═════ Material for this task ═════
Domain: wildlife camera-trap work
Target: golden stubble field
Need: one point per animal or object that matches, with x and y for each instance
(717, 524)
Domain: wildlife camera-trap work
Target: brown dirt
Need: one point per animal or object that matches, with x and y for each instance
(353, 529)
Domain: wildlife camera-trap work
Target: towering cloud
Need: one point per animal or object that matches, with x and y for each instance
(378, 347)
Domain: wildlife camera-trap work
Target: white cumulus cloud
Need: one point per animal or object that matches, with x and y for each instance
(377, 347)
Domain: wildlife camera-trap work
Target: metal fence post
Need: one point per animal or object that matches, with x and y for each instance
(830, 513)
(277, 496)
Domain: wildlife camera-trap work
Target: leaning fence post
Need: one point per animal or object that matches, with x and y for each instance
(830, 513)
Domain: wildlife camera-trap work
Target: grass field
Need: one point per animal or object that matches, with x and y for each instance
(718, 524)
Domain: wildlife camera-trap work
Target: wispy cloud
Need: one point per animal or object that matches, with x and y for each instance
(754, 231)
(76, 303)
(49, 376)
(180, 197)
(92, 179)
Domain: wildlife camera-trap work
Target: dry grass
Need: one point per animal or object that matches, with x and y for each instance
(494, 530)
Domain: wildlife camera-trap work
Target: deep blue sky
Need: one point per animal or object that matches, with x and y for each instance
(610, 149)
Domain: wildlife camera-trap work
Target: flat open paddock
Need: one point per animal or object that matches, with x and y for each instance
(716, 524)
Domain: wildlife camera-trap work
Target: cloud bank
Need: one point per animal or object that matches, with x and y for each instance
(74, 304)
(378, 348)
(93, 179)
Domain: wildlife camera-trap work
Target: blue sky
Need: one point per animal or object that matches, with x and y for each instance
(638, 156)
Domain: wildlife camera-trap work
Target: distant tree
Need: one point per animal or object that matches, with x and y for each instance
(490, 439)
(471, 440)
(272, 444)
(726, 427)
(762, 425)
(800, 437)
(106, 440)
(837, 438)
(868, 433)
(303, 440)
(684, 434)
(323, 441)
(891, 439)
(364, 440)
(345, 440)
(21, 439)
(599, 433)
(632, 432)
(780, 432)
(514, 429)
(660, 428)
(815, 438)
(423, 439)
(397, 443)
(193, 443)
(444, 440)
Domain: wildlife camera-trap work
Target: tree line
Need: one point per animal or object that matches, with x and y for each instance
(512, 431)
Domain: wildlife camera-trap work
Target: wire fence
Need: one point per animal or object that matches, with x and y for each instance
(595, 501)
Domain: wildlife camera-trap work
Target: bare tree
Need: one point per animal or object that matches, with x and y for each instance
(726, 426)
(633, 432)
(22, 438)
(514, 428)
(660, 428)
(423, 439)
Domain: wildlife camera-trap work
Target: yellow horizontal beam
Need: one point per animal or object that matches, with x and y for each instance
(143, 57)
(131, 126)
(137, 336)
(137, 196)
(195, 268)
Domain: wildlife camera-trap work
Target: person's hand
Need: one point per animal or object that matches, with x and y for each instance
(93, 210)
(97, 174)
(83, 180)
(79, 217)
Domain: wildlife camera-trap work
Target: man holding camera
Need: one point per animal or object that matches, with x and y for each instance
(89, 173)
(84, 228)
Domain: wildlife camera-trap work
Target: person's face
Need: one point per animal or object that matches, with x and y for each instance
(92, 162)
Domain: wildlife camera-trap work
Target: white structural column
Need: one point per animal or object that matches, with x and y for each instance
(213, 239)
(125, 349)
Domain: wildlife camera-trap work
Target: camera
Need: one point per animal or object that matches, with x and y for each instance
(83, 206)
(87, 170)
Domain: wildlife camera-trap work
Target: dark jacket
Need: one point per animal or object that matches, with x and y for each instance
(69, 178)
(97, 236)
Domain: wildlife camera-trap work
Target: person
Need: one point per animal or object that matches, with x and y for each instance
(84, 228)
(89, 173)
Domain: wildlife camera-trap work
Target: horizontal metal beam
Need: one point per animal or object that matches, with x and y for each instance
═════
Work item
Scan the data for the string "metal" and copy each line in which it occurs.

Output of the task
Target: metal fence post
Target: horizontal metal beam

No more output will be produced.